Every entry in the listing below has to be given again exactly.

*** Opening GIVEN RECORDS ***

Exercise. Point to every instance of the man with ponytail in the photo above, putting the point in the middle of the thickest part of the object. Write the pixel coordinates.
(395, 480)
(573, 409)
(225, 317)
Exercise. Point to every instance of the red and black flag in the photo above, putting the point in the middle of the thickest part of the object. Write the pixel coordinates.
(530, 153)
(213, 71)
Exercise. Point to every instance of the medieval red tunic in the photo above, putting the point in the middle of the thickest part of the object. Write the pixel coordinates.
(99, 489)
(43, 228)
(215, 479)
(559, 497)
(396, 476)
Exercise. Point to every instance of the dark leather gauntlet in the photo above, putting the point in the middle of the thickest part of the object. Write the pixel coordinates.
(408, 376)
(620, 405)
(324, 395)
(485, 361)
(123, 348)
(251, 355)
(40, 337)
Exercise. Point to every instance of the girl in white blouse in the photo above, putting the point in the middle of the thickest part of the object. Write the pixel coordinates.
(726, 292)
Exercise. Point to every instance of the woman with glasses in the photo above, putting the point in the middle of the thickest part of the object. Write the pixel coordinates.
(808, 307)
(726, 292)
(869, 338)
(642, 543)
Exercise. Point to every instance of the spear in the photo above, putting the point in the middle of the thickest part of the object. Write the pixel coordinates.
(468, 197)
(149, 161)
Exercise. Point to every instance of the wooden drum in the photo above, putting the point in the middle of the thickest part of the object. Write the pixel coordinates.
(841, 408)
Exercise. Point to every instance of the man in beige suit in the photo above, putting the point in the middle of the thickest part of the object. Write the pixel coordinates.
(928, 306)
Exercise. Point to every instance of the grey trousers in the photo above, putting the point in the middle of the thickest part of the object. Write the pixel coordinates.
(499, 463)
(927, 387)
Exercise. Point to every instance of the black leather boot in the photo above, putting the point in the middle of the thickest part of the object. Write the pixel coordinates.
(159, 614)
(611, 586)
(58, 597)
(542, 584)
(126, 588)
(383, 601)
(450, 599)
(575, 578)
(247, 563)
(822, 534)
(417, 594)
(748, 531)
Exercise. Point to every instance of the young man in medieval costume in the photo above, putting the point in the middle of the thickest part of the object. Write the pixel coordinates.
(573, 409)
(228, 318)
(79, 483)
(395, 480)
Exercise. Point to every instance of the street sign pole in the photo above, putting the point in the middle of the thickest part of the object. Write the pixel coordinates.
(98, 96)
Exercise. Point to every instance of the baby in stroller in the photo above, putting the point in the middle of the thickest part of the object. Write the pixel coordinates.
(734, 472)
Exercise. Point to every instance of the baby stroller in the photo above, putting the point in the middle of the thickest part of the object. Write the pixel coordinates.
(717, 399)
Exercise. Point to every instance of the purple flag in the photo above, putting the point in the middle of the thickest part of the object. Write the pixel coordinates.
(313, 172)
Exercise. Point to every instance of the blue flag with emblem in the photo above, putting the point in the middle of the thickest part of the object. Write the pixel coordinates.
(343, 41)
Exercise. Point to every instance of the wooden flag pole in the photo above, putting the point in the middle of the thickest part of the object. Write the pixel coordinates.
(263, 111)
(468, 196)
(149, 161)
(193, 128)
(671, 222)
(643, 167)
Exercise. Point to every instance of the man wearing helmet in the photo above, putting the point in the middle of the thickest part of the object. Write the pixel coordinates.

*** Closing GIVEN RECORDS ***

▶ **TASK ANSWER**
Exercise. Point to every instance of the man with ponytail in the photo above, putting the point in the middle of the thickest part of the object. Write the pixel coordinates.
(395, 480)
(573, 409)
(225, 317)
Exercise. Point to every instance of the red and black flag in the photo above, putting the point in the middle of the thickest part of the object. Write the pixel coordinates.
(530, 153)
(213, 71)
Exercise. Point to every instance of the medieval red tunic in the photo above, putting the point in the middle of the thickest part of the object. Write the pixel coordinates.
(99, 489)
(43, 228)
(215, 479)
(559, 497)
(396, 476)
Exercise. Point to every instance of the dark leather gauntlet in the photo above, putting the point in the middle of the thickest part of the object. Write the pixel coordinates.
(408, 376)
(620, 405)
(324, 395)
(485, 361)
(123, 348)
(251, 355)
(40, 337)
Exercise. Point to every instance of the girl in white blouse in the photo above, putting the point in the middle of the thickest part of the object. Write the pixel coordinates.
(726, 292)
Exercise. Point to every instance of the woman with glasses in the photo above, putting the point in the middle of the thickest part of the object. Write the pixel coordinates.
(808, 307)
(726, 292)
(869, 338)
(642, 543)
Exercise. Point to every instance of the spear in the photo above, putting the point in the middle of the thickest part of the object. Write the pixel coordinates.
(468, 197)
(149, 161)
Exercise. Point to every instance of the wooden drum in the photo above, putting the point in the middle of the thickest part of the object. Write the pixel coordinates.
(841, 408)
Exercise. Point to every instance of the man in beige suit in the photo above, putting the point in the middle of the thickest part of the object. Write the pixel coordinates.
(928, 306)
Exercise. Point to every instance of the grey trousers in the photo above, putting the point in the middle of the thickest part of the object. Write the pixel coordinates.
(499, 463)
(927, 387)
Exercise. Point to every instance of the black leather boot in the photo above, putting the point in the middle of the thickest part of the object. Write the pixel coordinates.
(159, 614)
(611, 586)
(58, 597)
(542, 584)
(126, 588)
(383, 601)
(450, 599)
(575, 578)
(247, 563)
(822, 534)
(417, 594)
(748, 531)
Exercise. Point to every instance of the young man in medieval costume in the photo above, putting the point in the middle of the thickest part of the object. Write the pixel coordinates.
(573, 409)
(228, 318)
(79, 483)
(395, 480)
Exercise. Point to every instance of the street sign pole in the photo above, putting the point in the middle of the thickest part of the object. Write the pixel coordinates.
(98, 96)
Exercise. Point to every instance of the baby in stroller in the photo above, putting the point in the middle of the thickest part of the object. Write the pixel coordinates.
(734, 472)
Exercise. Point to every instance of the baby stroller in the photo above, putting the point in the middle of the thickest part of the object. Write the pixel coordinates.
(717, 399)
Exercise. Point to every instance of the purple flag in the photo above, putting the point in the middle of the thickest part of the object. Write the pixel coordinates.
(313, 172)
Exercise. Point to every instance of the blue flag with emblem in the photo above, putting the point in the middle of the thickest part of the object. Write the pixel coordinates.
(343, 41)
Exercise. Point to every instance of the wooden flag pole in the photo above, putting the point in the middle of the thickest part of the object. Write the pixel coordinates.
(263, 111)
(468, 196)
(149, 161)
(193, 128)
(671, 222)
(643, 167)
Exercise. Point to every instance of the man wearing helmet in the photo above, putting the point in the middle of the thickest part of the object. Write the pixel coordinates.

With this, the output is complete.